═══ Data supplied
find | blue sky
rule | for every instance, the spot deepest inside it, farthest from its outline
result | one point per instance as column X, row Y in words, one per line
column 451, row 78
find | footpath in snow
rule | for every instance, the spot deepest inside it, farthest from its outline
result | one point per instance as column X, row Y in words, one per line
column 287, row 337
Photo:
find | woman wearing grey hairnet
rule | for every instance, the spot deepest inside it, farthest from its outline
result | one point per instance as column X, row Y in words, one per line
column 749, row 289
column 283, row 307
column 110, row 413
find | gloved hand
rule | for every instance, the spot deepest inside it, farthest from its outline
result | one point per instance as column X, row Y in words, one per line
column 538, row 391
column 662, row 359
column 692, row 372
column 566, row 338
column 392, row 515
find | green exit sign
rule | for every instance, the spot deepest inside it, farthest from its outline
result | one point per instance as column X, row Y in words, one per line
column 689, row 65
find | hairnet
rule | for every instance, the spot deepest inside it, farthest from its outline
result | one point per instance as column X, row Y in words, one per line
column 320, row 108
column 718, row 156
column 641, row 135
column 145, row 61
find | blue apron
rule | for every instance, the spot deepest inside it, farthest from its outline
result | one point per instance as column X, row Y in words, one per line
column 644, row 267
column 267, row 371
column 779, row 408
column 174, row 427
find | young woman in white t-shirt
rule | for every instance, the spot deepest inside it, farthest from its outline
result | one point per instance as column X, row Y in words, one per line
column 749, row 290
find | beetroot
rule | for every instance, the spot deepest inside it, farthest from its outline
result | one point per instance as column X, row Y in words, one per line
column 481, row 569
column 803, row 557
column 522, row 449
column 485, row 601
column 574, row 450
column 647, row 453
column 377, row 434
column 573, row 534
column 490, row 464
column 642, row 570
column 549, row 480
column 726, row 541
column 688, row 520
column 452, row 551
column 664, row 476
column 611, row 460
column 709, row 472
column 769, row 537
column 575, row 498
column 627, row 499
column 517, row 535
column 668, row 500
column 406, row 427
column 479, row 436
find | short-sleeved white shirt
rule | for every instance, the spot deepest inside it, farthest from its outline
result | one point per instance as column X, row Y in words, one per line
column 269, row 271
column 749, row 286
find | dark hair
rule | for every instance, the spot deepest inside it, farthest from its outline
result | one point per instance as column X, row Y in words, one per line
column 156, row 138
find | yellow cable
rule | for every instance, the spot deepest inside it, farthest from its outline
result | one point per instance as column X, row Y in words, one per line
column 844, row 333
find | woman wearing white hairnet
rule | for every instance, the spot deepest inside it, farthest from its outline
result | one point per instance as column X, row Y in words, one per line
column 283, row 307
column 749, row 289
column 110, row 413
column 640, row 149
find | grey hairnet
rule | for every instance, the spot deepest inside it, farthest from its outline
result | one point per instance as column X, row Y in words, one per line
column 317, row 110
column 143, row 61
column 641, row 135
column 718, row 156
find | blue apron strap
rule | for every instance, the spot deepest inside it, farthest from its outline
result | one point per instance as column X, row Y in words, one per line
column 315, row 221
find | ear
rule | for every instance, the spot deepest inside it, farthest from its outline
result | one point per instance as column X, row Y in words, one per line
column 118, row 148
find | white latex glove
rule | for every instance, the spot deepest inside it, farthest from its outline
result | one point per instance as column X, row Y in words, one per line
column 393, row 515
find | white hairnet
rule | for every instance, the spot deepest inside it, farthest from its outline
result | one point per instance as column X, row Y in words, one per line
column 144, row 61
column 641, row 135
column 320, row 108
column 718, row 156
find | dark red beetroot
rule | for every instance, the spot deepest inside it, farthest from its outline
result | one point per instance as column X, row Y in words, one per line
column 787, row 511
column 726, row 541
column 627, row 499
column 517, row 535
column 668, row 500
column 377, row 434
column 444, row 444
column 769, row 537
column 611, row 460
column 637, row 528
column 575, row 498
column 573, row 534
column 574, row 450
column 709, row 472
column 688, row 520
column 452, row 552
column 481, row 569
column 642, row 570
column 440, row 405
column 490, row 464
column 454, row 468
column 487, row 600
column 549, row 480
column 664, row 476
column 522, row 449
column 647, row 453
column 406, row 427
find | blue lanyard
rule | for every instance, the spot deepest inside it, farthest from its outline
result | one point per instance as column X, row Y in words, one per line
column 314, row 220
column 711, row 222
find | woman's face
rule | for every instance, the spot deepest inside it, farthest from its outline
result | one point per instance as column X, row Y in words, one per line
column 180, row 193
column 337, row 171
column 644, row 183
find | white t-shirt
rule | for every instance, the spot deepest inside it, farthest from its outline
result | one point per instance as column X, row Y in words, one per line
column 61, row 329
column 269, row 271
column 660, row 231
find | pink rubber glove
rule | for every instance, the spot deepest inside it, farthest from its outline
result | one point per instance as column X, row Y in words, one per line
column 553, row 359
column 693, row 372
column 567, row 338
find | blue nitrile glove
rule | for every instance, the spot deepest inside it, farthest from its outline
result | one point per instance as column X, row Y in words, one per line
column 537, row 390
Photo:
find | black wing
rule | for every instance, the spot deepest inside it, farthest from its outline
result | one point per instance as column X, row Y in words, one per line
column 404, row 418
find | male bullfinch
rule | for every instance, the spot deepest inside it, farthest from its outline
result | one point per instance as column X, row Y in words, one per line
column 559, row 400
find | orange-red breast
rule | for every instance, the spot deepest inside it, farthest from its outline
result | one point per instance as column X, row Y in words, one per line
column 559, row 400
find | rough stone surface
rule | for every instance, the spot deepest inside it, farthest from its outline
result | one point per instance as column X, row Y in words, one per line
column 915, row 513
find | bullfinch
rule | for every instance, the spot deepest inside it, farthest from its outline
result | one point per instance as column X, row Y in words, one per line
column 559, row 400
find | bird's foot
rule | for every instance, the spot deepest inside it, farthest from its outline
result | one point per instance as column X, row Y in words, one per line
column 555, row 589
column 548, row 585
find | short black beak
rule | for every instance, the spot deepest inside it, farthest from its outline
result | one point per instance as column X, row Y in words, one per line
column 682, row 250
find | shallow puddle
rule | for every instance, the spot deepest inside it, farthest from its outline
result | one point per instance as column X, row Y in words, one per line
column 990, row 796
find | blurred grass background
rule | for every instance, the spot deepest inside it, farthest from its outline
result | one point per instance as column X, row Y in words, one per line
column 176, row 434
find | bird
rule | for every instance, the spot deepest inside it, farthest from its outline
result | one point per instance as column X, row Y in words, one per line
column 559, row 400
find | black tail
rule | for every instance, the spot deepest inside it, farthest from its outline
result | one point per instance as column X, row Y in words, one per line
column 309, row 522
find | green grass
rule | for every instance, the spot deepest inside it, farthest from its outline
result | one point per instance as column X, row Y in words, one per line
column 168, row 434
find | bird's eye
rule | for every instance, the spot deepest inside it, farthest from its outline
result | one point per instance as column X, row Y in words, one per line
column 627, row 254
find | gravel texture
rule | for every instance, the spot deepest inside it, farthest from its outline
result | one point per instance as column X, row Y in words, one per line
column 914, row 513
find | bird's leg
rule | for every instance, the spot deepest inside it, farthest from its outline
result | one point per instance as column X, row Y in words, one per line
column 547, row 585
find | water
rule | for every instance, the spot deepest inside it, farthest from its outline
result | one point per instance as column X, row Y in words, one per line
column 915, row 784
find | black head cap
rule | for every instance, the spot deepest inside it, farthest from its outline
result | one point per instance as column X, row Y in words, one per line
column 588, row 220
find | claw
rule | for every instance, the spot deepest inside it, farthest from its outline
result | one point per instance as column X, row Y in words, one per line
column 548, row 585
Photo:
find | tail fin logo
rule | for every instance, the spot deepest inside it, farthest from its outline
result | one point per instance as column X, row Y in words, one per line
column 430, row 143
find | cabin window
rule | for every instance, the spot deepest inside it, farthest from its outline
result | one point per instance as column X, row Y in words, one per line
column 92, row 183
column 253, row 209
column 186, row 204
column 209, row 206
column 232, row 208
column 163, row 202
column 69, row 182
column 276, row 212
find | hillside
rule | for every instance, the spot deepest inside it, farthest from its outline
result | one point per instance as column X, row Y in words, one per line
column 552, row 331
══════
Work instructions
Retype the lines between the one holding "find | cabin window" and the one holding "column 69, row 182", inclusive.

Result below
find | cabin window
rule | for every instance, the spot deepest inside it, farthest from its outline
result | one point per instance as column X, row Y in words, one per line
column 92, row 183
column 253, row 209
column 186, row 204
column 209, row 206
column 232, row 208
column 163, row 202
column 69, row 182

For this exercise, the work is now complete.